> [Given exercise]
Repeat every one of the records below, line for line, without changing anything.

> [Data extract]
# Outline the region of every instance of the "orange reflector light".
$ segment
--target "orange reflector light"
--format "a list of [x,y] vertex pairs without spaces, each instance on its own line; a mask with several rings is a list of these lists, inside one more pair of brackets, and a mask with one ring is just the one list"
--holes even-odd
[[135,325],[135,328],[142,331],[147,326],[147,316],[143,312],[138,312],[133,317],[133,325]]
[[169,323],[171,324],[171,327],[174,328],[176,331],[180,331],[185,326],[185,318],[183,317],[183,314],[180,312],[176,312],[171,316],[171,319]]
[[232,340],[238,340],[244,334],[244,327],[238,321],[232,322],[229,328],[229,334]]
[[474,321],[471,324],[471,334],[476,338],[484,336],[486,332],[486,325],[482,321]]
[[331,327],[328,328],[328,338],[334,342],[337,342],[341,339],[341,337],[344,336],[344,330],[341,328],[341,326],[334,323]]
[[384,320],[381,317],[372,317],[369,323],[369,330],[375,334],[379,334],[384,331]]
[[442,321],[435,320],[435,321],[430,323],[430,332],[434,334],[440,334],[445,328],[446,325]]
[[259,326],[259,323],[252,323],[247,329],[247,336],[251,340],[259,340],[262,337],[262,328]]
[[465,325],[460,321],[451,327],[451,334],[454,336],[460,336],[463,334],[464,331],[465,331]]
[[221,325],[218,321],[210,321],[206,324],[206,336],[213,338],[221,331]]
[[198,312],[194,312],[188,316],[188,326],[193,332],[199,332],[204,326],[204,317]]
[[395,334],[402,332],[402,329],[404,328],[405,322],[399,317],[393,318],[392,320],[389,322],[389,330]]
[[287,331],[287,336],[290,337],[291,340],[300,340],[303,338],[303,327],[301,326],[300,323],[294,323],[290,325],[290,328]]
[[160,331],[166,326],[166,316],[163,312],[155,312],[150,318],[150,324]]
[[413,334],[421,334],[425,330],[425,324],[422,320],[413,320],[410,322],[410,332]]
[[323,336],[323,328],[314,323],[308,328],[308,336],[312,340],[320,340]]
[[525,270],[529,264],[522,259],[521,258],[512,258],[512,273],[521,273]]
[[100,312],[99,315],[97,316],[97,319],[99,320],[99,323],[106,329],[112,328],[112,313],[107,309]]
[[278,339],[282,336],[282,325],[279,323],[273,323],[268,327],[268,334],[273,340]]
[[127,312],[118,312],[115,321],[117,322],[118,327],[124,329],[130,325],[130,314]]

> [Correct output]
# Outline the region of every instance of the "orange reflector light".
$ segment
--target "orange reflector light"
--format "a list of [x,y] vertex pairs without spaces, each instance on its own line; a mask with several rings is a list of these lists, inside one more pair of brackets, and a mask with one ring is just the one list"
--holes even-odd
[[135,325],[135,328],[142,331],[147,326],[147,316],[143,312],[138,312],[133,317],[133,325]]
[[169,323],[171,324],[171,327],[174,328],[176,331],[180,331],[185,326],[185,318],[183,317],[183,314],[180,312],[176,312],[171,316],[171,319]]
[[232,340],[238,340],[244,334],[244,327],[238,321],[232,322],[229,328],[229,334]]
[[474,321],[471,324],[471,334],[476,338],[484,336],[486,332],[486,325],[482,321]]
[[331,327],[328,328],[328,338],[334,342],[337,342],[341,339],[341,337],[344,336],[344,330],[341,328],[341,326],[334,323]]
[[384,320],[381,317],[372,317],[369,323],[369,330],[375,334],[379,334],[384,331]]
[[442,321],[435,320],[435,321],[430,323],[430,332],[434,334],[440,334],[445,328],[446,325]]
[[259,326],[259,323],[252,323],[247,329],[247,336],[251,340],[259,340],[262,337],[262,328]]
[[465,325],[460,321],[451,327],[451,334],[454,336],[460,336],[463,334],[464,331],[465,331]]
[[221,325],[218,321],[210,321],[206,324],[206,336],[213,338],[221,331]]
[[198,312],[194,312],[188,316],[188,326],[193,332],[199,332],[204,326],[204,317]]
[[395,334],[402,332],[402,329],[404,328],[405,322],[399,317],[393,318],[392,320],[389,322],[389,330]]
[[287,331],[287,336],[290,337],[291,340],[300,340],[303,338],[303,327],[301,326],[300,323],[294,323],[290,325],[290,328]]
[[160,331],[166,326],[166,316],[163,312],[155,312],[150,318],[150,324]]
[[413,334],[421,334],[425,330],[425,324],[422,320],[413,320],[410,322],[410,332]]
[[323,336],[323,328],[314,323],[308,328],[308,336],[312,340],[320,340]]
[[525,270],[529,264],[522,259],[521,258],[512,258],[512,273],[521,273]]
[[100,312],[99,315],[97,316],[97,319],[99,320],[99,323],[106,329],[112,328],[112,313],[107,309]]
[[278,339],[282,336],[282,325],[279,323],[273,323],[268,327],[268,334],[273,340]]
[[127,312],[118,312],[115,321],[117,322],[118,327],[124,329],[130,325],[130,314]]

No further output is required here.